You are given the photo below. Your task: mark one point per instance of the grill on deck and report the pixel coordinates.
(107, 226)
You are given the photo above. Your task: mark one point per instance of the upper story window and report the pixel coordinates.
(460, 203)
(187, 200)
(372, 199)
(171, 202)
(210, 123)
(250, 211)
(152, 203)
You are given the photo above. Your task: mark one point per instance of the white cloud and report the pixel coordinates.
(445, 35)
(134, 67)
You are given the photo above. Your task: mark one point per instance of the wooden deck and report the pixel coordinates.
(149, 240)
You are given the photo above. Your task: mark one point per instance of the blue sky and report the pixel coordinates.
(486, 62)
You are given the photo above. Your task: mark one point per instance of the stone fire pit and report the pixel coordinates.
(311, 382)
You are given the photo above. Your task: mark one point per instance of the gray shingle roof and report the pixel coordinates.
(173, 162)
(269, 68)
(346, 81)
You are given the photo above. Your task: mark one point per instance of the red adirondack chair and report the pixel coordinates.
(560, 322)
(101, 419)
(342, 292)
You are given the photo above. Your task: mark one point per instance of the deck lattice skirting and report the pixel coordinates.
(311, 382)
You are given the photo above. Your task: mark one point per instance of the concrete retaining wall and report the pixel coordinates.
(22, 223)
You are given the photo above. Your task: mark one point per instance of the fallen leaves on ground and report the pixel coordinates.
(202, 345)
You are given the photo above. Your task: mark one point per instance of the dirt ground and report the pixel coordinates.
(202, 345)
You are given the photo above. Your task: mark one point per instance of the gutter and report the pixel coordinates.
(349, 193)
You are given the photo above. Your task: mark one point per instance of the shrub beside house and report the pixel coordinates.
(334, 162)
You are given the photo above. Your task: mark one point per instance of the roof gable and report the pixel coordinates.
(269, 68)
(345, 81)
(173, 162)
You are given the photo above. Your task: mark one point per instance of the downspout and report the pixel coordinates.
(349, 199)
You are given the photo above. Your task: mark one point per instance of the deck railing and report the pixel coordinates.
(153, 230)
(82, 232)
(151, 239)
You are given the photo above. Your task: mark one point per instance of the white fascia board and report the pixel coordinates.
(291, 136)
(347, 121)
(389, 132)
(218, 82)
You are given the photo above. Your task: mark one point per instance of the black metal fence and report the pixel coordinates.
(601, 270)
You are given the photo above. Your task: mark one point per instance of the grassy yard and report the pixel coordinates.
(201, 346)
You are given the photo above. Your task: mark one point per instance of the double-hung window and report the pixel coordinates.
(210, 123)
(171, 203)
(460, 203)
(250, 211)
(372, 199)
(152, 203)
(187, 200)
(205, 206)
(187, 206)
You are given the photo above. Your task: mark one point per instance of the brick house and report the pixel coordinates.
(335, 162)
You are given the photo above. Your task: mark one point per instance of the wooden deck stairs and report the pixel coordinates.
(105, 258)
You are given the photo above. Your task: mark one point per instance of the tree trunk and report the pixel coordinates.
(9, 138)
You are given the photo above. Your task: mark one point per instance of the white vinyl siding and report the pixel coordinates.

▶ _Short task_
Copy out the stretch of items from the line containing "brick house and report the pixel coordinates." through the end of the items, reproducing every line but shifting each coordinate in the answers by -137.

▶ _Correct result_
You are given the photo above. Your task: mark one point per instance of the brick house and report the pixel coordinates.
(198, 25)
You are given the photo above. Your task: mark one point per instance of the wooden deck stairs and report the pixel coordinates.
(-32, 121)
You are given the photo above. Your task: mark one point per instance of the tree trunk and report the pixel coordinates.
(-128, 1)
You are given the photo above. Your task: mark one point per instance of the white vinyl siding and report the pixel coordinates.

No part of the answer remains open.